» Ausgangstext
━━━━━━━━━━

Und hinzu kommt nun ein weiterer Vorgang am 24. Dezember 2014, welchen die TAZ seit heute thematisiert. Denn die 15-Jährige Asthmatikerin namens Wadha fand zwei Tage nach dem Vorfall den Mut, unter Begleitung ihrer Mutter eine Strafanzeige zu stellen. Oder besser stellen zu wollen. Denn ein Beamter in der Dienststelle Schießgasse habe sie “abgefertigt”, so die TAZ und behauptet, dass Mädchen hätte sich die Verletzungen selbst zugefügt.
Spätestens da stellt sich wohl die Frage, wie es die Polizei meint, wenn sie am 23. Dezember in ihrer Mitteilung schrieb: “Die Kriminalpolizei hat die Ermittlungen aufgenommen. Dabei muss insbesondere der eigentlichen Tathergang sowie ein möglicher Zusammenhang mit dem Demonstrationsgeschehen geprüft werden. Zeugen der Auseinandersetzung werden gebeten, sich unter der Rufnummer (0351) 483 22 33 bei der Dresdner Polizei zu melden.” Ein Aufruf, der an der Dienststelle Schießgasse wohl ungehört bleiben sollte.

━━━━━━━━━━

» Auszug der Auflistung
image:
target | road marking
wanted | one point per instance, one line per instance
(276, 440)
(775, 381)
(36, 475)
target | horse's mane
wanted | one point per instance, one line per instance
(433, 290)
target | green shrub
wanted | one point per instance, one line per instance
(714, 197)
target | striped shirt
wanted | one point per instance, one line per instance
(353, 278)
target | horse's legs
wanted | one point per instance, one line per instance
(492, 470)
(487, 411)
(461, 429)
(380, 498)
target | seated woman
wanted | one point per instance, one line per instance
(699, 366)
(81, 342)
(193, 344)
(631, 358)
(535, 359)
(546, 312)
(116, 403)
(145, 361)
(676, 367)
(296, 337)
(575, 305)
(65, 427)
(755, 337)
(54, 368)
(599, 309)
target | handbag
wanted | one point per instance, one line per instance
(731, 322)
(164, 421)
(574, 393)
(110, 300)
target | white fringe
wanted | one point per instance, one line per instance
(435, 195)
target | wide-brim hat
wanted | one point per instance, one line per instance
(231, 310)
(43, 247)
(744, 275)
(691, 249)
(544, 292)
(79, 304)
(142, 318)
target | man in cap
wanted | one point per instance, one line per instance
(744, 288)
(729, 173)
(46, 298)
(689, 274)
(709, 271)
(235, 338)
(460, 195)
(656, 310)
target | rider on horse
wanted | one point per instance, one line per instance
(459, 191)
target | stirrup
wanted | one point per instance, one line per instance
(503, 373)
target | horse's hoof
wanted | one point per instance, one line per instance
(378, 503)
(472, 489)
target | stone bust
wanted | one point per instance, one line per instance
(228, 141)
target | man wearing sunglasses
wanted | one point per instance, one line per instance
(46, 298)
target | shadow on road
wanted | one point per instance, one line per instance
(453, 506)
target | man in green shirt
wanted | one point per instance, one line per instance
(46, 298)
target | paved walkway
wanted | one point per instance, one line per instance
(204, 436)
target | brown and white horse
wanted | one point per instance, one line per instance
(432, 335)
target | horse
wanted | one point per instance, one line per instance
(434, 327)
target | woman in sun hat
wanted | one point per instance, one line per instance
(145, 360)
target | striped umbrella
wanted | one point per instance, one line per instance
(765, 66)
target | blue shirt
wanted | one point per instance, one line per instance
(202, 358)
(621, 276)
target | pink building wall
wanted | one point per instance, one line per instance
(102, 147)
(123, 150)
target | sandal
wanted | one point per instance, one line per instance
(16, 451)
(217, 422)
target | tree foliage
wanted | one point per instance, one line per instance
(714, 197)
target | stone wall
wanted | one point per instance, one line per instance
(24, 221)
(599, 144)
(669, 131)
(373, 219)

━━━━━━━━━━

» Gelesenes anwenden
**A)** An welchem Datum veröffentlichte die Polizei laut Ausgangstext ihre Mitteilung über die Aufnahme der Ermittlungen?
**B)** Schreiben Sie den Text über Wadhas versuchte Strafanzeige bei der Dresdner Polizei im Anschluss an den letzten Satz weiter.

» Lösungen zur Übung
**A)** Am 23. Dezember.

**B)**
Während die TAZ es im Vorfeld ihres Artikels mit einer Anfrage bei der Dresdner Polizei zum Vorfall versuchte, hat sich die L-IZ bereits gestern mit eigenen Fragen zu dem Vorgang an das Sächsische Ministerium des Innern (SMI) mit Bitte um schriftliche Antwort bis zum 8. Januar 2015 gewandt. Denn so schreibt die TAZ: “Die Polizei wollte sich auf Anfrage der TAZ am Mittwoch nicht zu den Vorwürfen äußern.”
Die Jugendlichen jedenfalls hätten nun Angst, sich an Montagen in der Nähe des Dresdner Zentrums aufzuhalten, so das Ende des Interviews auf addn.me. Die Polizei ermittelt. Ob in alle Richtungen, wird sich zeigen.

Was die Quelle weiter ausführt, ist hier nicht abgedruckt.